#### Trecho do documento ####

Tudo começou com um erro. Aos 17 anos, Dário Ferreira Neto, saiu de Guaianases, no extremo leste de São Paulo, e foi procurar o posto do Exército em Osasco (zona oeste). Ia se alistar. Desacostumado com a geografia da região, o rapaz desceu do trem na estação errada. Quando se deu conta, estava no campus da Universidade de São Paulo. "Fiquei deslumbrado. Não tinha idéia do que era a USP", conta. "Saí de lá com uma idéia fixa: Vou estudar aqui."

Ferreira, que abandonara a escola aos 16 anos, antes de concluir o ensino médio, retomou os estudos. Aturou as gozações de seus próprios professores, que achavam absurdo o sonho de entrar na USP. Fez um ano de cursinho popular. Por fim, passou no vestibular do curso de letras.

Bem diferente é a trajetória de Luana Kawamura Demange, 23. Filha de professores universitários, Luana sempre soube que um dia estaria em uma faculdade pública. "Nem prestei vestibular nas particulares", conta. Entrou em arquitetura na Unicamp e na USP - a instituição eleita por ela.

Ele é de Guaianases, um dos bairros mais pobres e violentos da zona leste. Ela é dos Jardins, o miolo da elite econômica e cultural paulistana.

Ele vem de uma família com renda inferior a um salário mínimo por pessoa, estudou a vida toda em escolas públicas e só saiu de São Paulo pela primeira vez aos 19 anos. Ela tem família com renda superior a 20 salários mínimos, morou no Japão aos 13 anos e fala inglês, espanhol e francês.

#### Dados listados ####

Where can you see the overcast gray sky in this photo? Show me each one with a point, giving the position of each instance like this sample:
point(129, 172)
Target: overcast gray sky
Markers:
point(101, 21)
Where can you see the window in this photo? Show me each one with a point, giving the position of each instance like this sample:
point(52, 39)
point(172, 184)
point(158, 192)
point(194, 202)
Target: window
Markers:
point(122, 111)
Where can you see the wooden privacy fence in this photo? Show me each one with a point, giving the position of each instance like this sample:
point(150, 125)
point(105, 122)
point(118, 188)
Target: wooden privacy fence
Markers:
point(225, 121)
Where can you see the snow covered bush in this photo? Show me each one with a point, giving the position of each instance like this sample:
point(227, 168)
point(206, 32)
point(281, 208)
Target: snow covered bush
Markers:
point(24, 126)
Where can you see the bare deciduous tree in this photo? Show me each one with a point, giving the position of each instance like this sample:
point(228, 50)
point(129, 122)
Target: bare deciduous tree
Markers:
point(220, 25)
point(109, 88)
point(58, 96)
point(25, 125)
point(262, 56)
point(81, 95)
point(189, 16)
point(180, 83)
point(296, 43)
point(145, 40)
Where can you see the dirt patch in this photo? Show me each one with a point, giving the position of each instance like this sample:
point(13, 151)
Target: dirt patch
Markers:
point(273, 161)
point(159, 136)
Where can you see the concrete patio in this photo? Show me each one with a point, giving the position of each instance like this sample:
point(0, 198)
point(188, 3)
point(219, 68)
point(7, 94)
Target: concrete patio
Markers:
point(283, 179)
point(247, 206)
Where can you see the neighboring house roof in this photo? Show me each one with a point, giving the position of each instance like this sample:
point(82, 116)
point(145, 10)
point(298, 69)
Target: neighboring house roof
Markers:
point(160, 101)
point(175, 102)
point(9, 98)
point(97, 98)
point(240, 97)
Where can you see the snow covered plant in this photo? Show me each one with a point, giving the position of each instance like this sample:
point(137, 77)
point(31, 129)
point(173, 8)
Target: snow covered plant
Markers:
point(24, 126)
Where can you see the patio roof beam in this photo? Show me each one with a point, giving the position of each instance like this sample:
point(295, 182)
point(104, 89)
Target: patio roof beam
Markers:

####

Tarefas a cumprir
A. Liste todos os idiomas que, segundo o texto sobre os dois estudantes, Luana fala.
B. Reproduza tudo o que vai de "Ferreira, que abandonara" até "e cultural paulistana.", no texto sobre os dois estudantes.
C. Prossiga com o texto sobre os dois estudantes a partir da última frase apresentada.

Resultados por tarefa
A. inglês, espanhol, francês

B.
Ferreira, que abandonara a escola aos 16 anos, antes de concluir o ensino médio, retomou os estudos. Aturou as gozações de seus próprios professores, que achavam absurdo o sonho de entrar na USP. Fez um ano de cursinho popular. Por fim, passou no vestibular do curso de letras.

Bem diferente é a trajetória de Luana Kawamura Demange, 23. Filha de professores universitários, Luana sempre soube que um dia estaria em uma faculdade pública. "Nem prestei vestibular nas particulares", conta. Entrou em arquitetura na Unicamp e na USP - a instituição eleita por ela.

Ele é de Guaianases, um dos bairros mais pobres e violentos da zona leste. Ela é dos Jardins, o miolo da elite econômica e cultural paulistana.

C.
Para se ter uma idéia do precipício que separa os locais de origem de Ferreira e de Luana, segundo o Mapa da Juventude (estudo da Prefeitura de São Paulo sobre o perfil dos jovens da cidade), na região que inclui Guaianases, 43% dos jovens estão fora das escolas. Na região onde estão os Jardins, 63,4% dos jovens estão matriculados em escolas particulares.

Em comum, os dois agora têm a instituição em que estudam: a USP. Só que, enquanto a presença de Luana na universidade é a regra, a de Dário é a exceção. É isso o que mostra um estudo concluído na semana passada pelo Núcleo de Apoio a
Estudos da Graduação, o Naeg, órgão da USP.

Pelo trabalho do Naeg, mapearam-se os endereços dos ingressantes na USP entre 1995 e 2004. Já se imaginava uma concentração de estudantes oriundos dos bairros mais ricos, mas o resultado surpreendeu pelo excesso.

Apenas uma rua, a Bela Cintra, na região dos Jardins, conseguiu, no vestibular de 2004, emplacar mais moradores nos bancos uspianos do que a soma de 74 bairros periféricos da zona sul.

A Bela Cintra, porém, é apenas o caso mais vistoso de um quadro de hiperconcentração da oportunidade de acesso ao ensino superior público nas mãos de uma pequena parcela da população.

Muito para poucos
Quando se mapeiam as moradias dos ingressantes da USP ao longo dos últimos dez anos, percebe-se que uma mancha de bairros em volta do centro da cidade, contendo apenas 19,5% da população total de São Paulo, açambarca 70,3% do total de vagas.

O lado "B" dessa história é evidente: aos bairros periféricos, que compreendem 80,5% da população da cidade, cabem 29,7% das vagas da universidade.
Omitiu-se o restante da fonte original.